■ EXERCISE DIRECTIONS: Shift every bounding box coordinate in the answers by -10, and write out the lines between the one holding "Question: What bounding box encloses the swimming" and the one holding "172;24;215;89", inclusive, requests and all. Leave the rest of the items out.

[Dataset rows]
+ + + + + + +
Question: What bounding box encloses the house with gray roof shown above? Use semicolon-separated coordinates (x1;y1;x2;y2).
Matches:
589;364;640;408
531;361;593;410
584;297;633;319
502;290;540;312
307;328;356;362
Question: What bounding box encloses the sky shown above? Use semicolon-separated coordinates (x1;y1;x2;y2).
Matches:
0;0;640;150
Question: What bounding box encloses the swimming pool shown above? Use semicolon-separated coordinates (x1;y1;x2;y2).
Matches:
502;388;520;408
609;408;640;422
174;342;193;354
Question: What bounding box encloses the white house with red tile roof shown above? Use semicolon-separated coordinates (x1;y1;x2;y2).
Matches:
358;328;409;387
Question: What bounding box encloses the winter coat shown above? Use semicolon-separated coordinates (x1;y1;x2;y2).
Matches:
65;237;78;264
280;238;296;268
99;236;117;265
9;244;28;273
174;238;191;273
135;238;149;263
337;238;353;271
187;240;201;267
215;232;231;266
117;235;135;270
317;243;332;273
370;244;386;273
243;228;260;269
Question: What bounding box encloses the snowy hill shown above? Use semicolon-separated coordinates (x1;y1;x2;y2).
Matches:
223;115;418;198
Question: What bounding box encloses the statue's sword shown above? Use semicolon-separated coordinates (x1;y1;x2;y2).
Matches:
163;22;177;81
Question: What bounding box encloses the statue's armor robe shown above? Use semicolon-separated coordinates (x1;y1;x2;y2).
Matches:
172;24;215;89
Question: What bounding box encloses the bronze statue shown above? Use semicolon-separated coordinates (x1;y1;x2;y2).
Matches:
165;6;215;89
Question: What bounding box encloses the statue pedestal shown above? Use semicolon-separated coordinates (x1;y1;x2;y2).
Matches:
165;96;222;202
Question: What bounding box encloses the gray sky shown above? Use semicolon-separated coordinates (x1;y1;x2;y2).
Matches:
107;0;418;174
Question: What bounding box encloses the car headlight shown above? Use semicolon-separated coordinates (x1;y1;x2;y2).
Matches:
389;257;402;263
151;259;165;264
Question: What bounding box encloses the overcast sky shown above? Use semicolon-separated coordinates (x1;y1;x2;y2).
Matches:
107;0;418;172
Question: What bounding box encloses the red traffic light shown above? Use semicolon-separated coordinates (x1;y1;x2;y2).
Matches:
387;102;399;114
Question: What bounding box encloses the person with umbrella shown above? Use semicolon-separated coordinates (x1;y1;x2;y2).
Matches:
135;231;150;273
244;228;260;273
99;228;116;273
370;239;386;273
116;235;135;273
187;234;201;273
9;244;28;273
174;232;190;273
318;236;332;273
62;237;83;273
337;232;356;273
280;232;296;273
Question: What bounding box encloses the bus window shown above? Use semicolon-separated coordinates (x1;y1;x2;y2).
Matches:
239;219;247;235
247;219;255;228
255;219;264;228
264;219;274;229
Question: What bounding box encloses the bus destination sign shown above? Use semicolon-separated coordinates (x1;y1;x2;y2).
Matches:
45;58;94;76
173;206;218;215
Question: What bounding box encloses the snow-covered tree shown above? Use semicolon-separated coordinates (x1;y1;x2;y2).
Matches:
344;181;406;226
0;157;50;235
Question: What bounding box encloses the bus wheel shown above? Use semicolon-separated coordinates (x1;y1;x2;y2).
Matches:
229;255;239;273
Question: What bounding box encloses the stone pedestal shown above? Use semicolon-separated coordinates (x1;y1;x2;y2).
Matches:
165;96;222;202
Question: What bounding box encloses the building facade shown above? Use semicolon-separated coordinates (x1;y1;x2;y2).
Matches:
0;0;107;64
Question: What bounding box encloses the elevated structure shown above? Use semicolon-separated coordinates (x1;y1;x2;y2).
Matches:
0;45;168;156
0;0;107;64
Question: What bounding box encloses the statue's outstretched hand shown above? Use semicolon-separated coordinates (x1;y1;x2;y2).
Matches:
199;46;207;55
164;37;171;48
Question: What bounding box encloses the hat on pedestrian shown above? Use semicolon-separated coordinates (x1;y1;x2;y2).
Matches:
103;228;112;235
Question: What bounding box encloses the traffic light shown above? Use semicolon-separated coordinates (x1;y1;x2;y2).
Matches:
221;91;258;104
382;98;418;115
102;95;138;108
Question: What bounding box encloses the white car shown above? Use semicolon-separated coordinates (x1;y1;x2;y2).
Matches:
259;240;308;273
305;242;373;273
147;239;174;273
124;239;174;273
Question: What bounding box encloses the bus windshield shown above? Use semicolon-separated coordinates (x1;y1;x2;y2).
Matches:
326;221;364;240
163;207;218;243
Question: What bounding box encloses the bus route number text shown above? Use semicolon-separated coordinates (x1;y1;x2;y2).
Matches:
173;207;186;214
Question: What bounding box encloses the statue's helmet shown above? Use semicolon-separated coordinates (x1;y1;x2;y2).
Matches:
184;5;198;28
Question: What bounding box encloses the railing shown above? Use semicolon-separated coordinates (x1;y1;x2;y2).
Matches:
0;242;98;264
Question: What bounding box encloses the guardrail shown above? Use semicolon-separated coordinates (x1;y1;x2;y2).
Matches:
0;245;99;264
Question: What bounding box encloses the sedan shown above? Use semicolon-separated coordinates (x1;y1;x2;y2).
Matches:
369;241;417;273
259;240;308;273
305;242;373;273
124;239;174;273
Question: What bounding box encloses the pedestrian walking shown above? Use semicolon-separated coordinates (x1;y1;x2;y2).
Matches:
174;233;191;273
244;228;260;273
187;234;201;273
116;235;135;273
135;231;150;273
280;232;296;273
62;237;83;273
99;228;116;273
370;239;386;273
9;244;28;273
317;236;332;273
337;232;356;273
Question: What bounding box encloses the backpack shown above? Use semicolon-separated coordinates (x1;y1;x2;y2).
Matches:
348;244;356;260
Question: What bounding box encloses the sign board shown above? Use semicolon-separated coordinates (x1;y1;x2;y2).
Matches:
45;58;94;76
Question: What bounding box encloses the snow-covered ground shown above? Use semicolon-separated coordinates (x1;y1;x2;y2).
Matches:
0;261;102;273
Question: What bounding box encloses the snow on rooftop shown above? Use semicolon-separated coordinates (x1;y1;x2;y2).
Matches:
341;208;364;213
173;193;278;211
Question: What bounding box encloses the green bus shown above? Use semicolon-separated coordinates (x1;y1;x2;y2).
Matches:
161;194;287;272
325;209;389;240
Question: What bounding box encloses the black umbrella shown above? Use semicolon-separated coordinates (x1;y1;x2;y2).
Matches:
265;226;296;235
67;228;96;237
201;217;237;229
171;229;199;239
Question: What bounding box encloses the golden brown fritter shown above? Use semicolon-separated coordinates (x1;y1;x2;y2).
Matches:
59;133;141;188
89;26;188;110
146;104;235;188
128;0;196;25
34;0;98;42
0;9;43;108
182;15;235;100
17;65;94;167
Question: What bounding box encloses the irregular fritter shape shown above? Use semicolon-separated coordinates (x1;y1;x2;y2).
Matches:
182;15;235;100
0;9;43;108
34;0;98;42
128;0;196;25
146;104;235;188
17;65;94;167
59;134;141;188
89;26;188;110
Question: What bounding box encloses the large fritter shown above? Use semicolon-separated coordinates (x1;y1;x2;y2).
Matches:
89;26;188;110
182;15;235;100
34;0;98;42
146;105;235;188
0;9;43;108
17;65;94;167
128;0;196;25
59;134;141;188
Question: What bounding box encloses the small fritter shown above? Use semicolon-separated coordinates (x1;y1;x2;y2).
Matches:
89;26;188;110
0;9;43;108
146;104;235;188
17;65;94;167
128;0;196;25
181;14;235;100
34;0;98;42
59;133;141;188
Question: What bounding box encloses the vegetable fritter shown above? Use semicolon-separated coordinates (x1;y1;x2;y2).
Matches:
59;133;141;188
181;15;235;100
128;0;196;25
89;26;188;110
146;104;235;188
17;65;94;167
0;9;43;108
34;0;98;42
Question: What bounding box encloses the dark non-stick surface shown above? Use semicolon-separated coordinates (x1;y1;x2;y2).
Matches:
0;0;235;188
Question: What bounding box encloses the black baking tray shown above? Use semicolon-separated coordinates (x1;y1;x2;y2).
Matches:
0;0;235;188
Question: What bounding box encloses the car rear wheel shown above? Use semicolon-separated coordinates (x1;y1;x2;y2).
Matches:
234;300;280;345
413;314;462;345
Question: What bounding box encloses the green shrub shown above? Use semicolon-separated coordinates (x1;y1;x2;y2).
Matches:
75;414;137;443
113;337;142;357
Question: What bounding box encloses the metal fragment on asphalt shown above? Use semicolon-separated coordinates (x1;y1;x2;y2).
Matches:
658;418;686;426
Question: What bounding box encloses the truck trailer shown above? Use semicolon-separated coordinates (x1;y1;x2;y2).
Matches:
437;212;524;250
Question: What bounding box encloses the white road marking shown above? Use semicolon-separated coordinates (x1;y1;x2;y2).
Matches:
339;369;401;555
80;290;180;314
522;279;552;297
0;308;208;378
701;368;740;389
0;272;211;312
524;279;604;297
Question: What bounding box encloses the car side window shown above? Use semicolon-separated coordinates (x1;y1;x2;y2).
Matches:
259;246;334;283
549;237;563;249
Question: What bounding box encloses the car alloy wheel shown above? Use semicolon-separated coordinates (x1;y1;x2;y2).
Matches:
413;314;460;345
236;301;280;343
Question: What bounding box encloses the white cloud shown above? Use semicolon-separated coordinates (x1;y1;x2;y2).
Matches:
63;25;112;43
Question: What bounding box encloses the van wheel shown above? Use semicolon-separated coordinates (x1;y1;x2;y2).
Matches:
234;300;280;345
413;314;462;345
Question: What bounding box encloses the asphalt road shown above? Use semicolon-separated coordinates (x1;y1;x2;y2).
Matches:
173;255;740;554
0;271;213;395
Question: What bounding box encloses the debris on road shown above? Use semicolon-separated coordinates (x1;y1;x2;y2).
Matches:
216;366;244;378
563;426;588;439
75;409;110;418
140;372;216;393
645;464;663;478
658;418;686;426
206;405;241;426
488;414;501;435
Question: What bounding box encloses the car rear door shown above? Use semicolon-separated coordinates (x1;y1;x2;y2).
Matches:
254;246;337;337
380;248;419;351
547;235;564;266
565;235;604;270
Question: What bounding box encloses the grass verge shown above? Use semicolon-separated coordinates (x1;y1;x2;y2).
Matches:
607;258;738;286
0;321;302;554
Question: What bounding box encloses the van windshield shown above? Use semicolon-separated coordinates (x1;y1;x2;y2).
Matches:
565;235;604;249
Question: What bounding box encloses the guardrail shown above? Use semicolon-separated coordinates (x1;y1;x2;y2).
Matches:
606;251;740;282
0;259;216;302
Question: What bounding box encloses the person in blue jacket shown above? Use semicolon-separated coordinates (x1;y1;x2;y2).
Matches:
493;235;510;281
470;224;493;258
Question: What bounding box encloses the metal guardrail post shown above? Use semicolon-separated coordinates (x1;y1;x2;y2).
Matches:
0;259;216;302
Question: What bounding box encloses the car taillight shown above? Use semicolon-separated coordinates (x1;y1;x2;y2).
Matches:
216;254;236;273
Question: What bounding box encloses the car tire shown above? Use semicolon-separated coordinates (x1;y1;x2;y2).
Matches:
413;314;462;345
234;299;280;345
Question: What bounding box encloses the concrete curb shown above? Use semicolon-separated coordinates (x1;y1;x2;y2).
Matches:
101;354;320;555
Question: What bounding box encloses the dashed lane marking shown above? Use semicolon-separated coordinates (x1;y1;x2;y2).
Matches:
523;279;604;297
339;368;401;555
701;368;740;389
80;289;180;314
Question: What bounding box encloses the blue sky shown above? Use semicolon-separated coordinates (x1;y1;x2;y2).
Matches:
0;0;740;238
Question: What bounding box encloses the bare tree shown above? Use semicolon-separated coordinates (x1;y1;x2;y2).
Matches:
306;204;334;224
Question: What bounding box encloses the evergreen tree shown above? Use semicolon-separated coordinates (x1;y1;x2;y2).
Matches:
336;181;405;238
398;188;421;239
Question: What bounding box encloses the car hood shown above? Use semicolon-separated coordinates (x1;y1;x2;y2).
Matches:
+ + + + + + +
■ COMPLETE RESPONSE:
Question: What bounding box encloses the swimming pool shown above? Use semicolon-separated coordinates (x1;y1;x2;y2).
Matches:
492;378;510;398
599;398;630;412
164;332;183;344
Question: What bounding box encloses the white house with red tile roof shown above? Use semicolon-separated coordinates (x1;y1;x2;y2).
Matches:
348;318;399;377
Question: What bounding box encloses the winter coat shown above? Use semicolon-separated coordinates (x1;y1;x2;y2).
Matches:
55;227;68;254
270;228;286;258
89;226;107;255
-1;234;18;263
164;228;181;263
125;228;139;253
327;228;343;261
177;230;191;257
205;222;221;256
107;225;125;260
307;233;322;263
360;234;376;263
233;218;250;259
Question: What bounding box encloses the snowy hill shown above? Use semicolon-separated coordinates (x1;y1;x2;y2).
Matches:
213;105;408;188
Question: What bounding box encloses the statue's sword shown above? Use semicolon-separated coordinates (x1;y1;x2;y2).
Matches:
153;12;167;71
Question: What bounding box encloses the statue's armor robe shown above? Use semicolon-separated coordinates (x1;y1;x2;y2).
Matches:
162;14;205;79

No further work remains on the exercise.